Aim of the exercise: Below are records to be repeated in full. Give them exactly.

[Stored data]
━━━━━━━━━━━━━━━━━━━━━━━━━━━━━━

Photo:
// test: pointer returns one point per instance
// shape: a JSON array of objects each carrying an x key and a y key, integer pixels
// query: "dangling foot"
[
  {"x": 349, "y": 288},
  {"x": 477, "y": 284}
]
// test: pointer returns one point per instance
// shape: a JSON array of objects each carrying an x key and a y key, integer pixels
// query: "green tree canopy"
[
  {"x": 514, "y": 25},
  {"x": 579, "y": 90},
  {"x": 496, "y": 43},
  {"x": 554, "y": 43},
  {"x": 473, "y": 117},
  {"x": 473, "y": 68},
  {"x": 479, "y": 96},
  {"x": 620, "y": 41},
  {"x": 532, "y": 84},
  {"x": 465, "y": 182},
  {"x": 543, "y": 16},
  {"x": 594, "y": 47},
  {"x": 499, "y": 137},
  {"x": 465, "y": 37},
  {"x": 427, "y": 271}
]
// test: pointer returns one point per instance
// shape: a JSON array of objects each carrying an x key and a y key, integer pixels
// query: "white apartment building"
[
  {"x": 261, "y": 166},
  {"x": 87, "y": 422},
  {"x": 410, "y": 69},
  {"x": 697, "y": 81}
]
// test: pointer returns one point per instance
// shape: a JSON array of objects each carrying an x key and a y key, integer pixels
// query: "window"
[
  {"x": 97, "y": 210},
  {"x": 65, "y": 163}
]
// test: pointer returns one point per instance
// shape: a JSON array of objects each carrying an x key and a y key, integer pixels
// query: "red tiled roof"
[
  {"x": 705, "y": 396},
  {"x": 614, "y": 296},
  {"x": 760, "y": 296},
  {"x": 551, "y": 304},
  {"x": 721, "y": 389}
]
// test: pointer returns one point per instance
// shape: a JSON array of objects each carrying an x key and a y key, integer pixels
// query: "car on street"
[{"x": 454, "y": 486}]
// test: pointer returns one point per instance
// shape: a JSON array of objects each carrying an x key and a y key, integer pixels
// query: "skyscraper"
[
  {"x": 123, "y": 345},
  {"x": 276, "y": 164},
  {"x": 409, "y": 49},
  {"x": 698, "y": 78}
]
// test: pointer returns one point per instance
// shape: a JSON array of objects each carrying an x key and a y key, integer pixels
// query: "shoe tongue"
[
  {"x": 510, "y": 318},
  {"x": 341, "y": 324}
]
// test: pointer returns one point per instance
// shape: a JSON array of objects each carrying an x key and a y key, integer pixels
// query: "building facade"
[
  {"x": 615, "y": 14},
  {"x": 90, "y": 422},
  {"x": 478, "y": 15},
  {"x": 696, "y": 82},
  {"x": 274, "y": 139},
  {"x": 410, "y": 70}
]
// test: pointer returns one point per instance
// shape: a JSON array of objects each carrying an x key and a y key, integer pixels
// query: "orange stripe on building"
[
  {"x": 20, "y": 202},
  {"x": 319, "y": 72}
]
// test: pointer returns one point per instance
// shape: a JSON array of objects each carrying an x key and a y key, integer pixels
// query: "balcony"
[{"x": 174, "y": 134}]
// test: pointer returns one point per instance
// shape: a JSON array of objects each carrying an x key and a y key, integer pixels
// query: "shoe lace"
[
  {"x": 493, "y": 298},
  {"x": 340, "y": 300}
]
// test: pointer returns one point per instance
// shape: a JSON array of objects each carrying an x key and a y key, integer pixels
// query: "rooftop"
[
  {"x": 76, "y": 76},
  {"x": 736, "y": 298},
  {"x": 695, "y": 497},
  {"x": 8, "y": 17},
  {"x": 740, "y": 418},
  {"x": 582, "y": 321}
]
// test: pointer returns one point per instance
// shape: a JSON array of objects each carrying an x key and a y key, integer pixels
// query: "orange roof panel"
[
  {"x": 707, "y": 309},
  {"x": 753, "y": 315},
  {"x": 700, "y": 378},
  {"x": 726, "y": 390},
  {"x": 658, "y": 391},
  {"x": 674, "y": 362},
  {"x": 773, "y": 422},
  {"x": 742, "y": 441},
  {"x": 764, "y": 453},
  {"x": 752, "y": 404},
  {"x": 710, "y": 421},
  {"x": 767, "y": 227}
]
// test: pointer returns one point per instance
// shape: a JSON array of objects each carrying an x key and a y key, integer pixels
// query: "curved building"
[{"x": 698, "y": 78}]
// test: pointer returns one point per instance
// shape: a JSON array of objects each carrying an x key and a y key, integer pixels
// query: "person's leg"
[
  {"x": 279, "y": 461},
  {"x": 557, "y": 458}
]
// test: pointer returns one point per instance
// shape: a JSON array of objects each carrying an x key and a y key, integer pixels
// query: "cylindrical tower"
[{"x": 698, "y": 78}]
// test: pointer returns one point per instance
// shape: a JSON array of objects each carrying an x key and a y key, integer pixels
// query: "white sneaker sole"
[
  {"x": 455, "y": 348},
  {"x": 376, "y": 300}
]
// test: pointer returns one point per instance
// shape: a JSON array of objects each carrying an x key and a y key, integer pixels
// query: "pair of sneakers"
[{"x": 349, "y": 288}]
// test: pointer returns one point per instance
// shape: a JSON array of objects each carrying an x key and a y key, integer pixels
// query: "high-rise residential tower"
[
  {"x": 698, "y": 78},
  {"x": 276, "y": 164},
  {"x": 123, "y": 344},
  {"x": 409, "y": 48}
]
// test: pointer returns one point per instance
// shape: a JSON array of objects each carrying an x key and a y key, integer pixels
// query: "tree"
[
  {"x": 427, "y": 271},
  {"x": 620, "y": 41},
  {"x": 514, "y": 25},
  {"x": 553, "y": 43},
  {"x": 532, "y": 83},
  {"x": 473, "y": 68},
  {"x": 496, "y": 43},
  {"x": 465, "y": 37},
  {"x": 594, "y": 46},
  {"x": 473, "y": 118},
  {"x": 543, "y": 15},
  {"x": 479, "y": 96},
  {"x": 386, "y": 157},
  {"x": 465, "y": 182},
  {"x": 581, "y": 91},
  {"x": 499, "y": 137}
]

━━━━━━━━━━━━━━━━━━━━━━━━━━━━━━

Response area:
Photo:
// test: pointer returns one point per instance
// shape: a JSON array of objects each carrying an x key and a y key, integer pixels
// query: "dangling foot"
[
  {"x": 349, "y": 288},
  {"x": 477, "y": 284}
]
// test: pointer returns one point per instance
// shape: a JSON array of objects each carrying an x key and a y key, integer pixels
// query: "green tree canopy"
[
  {"x": 514, "y": 25},
  {"x": 579, "y": 90},
  {"x": 496, "y": 43},
  {"x": 554, "y": 43},
  {"x": 473, "y": 117},
  {"x": 473, "y": 68},
  {"x": 479, "y": 96},
  {"x": 620, "y": 41},
  {"x": 532, "y": 84},
  {"x": 465, "y": 182},
  {"x": 543, "y": 16},
  {"x": 594, "y": 47},
  {"x": 499, "y": 137},
  {"x": 465, "y": 37},
  {"x": 427, "y": 271}
]
// test: pointer returns one point per instance
// shape: a JSON array of objects each carrying an x key and a y key, integer pixels
// query: "white apartment building"
[
  {"x": 261, "y": 166},
  {"x": 87, "y": 422},
  {"x": 410, "y": 69},
  {"x": 697, "y": 81}
]
// test: pointer returns one point per instance
// shape: a JSON array of objects each carrying an x key and a y key, integer pixels
// query: "window"
[
  {"x": 97, "y": 210},
  {"x": 65, "y": 163}
]
// test: pointer returns one point per instance
// shape: a JSON array of objects each carrying an x key and a y key, integer pixels
// query: "red tiled roof"
[
  {"x": 705, "y": 396},
  {"x": 614, "y": 296},
  {"x": 760, "y": 296},
  {"x": 551, "y": 304},
  {"x": 721, "y": 389}
]
// test: pointer returns one point per instance
// shape: a JSON array of objects each carrying an x key and a y key, integer pixels
// query: "car on street"
[{"x": 454, "y": 486}]
// test: pointer returns one point per instance
// shape: a JSON array of objects each carrying an x key and a y key, integer pixels
// query: "skyscraper"
[
  {"x": 123, "y": 345},
  {"x": 276, "y": 164},
  {"x": 409, "y": 49},
  {"x": 698, "y": 78}
]
// test: pointer returns one point per instance
// shape: a JSON array of objects each carrying an x key and a y key, integer pixels
// query: "shoe tongue"
[
  {"x": 510, "y": 318},
  {"x": 341, "y": 324}
]
// test: pointer returns one point per instance
// shape: a JSON array of objects each carrying an x key and a y key, integer pixels
// query: "building facade"
[
  {"x": 615, "y": 14},
  {"x": 90, "y": 422},
  {"x": 478, "y": 15},
  {"x": 696, "y": 82},
  {"x": 274, "y": 139},
  {"x": 410, "y": 70}
]
// test: pointer returns one point per instance
// shape: a JSON array of objects each carrying an x key and a y key, integer pixels
// query: "orange stripe on building"
[
  {"x": 20, "y": 202},
  {"x": 319, "y": 72}
]
// test: pointer returns one point per instance
// shape: a JSON array of objects each carrying an x key and a y key, integer pixels
// query: "balcony"
[{"x": 174, "y": 134}]
// test: pointer returns one point per instance
// shape: a JSON array of objects each carrying an x key and a y key, integer pixels
// query: "shoe lace"
[
  {"x": 493, "y": 298},
  {"x": 340, "y": 300}
]
// test: pointer returns one point per instance
// shape: a JSON array of objects each carrying an x key and a y key, integer pixels
// query: "rooftop"
[
  {"x": 76, "y": 76},
  {"x": 736, "y": 298},
  {"x": 695, "y": 497},
  {"x": 8, "y": 17},
  {"x": 740, "y": 418},
  {"x": 582, "y": 321}
]
// test: pointer returns one point per instance
// shape: a JSON array of objects each carrying an x key and a y key, integer pixels
// query: "orange roof panel"
[
  {"x": 707, "y": 309},
  {"x": 753, "y": 315},
  {"x": 700, "y": 378},
  {"x": 726, "y": 390},
  {"x": 658, "y": 391},
  {"x": 674, "y": 362},
  {"x": 773, "y": 422},
  {"x": 742, "y": 441},
  {"x": 764, "y": 453},
  {"x": 752, "y": 404},
  {"x": 710, "y": 421},
  {"x": 767, "y": 227}
]
// test: pointer returns one point per instance
// shape: a JSON array of objects each carrying an x key and a y key, integer pixels
// query: "curved building"
[{"x": 698, "y": 78}]
// test: pointer returns one point per instance
// shape: a JSON array of objects each carrying an x key and a y key, integer pixels
// query: "person's leg"
[
  {"x": 279, "y": 461},
  {"x": 557, "y": 458}
]
// test: pointer returns one point per instance
// shape: a JSON array of objects each carrying an x key and a y key, integer pixels
// query: "cylindrical tower"
[{"x": 698, "y": 78}]
// test: pointer returns one point per instance
// shape: a JSON array of objects each carrying an x key and a y key, integer pixels
// query: "white sneaker sole"
[
  {"x": 455, "y": 348},
  {"x": 376, "y": 300}
]
// test: pointer returns one point per instance
// shape: a JSON array of objects each carrying an x key and a y key, integer pixels
// query: "pair of sneakers"
[{"x": 349, "y": 288}]
// test: pointer returns one point per instance
// shape: a JSON array of objects each carrying an x key and a y key, integer pixels
// query: "high-rise residential tower"
[
  {"x": 698, "y": 78},
  {"x": 276, "y": 164},
  {"x": 123, "y": 344},
  {"x": 409, "y": 48}
]
// test: pointer returns one point per instance
// shape: a JSON array of objects each carrying an x key and a y key, integer pixels
// query: "tree"
[
  {"x": 427, "y": 271},
  {"x": 620, "y": 41},
  {"x": 514, "y": 25},
  {"x": 553, "y": 43},
  {"x": 532, "y": 83},
  {"x": 473, "y": 68},
  {"x": 496, "y": 43},
  {"x": 465, "y": 37},
  {"x": 594, "y": 46},
  {"x": 473, "y": 118},
  {"x": 543, "y": 15},
  {"x": 479, "y": 96},
  {"x": 386, "y": 157},
  {"x": 465, "y": 182},
  {"x": 581, "y": 91},
  {"x": 499, "y": 137}
]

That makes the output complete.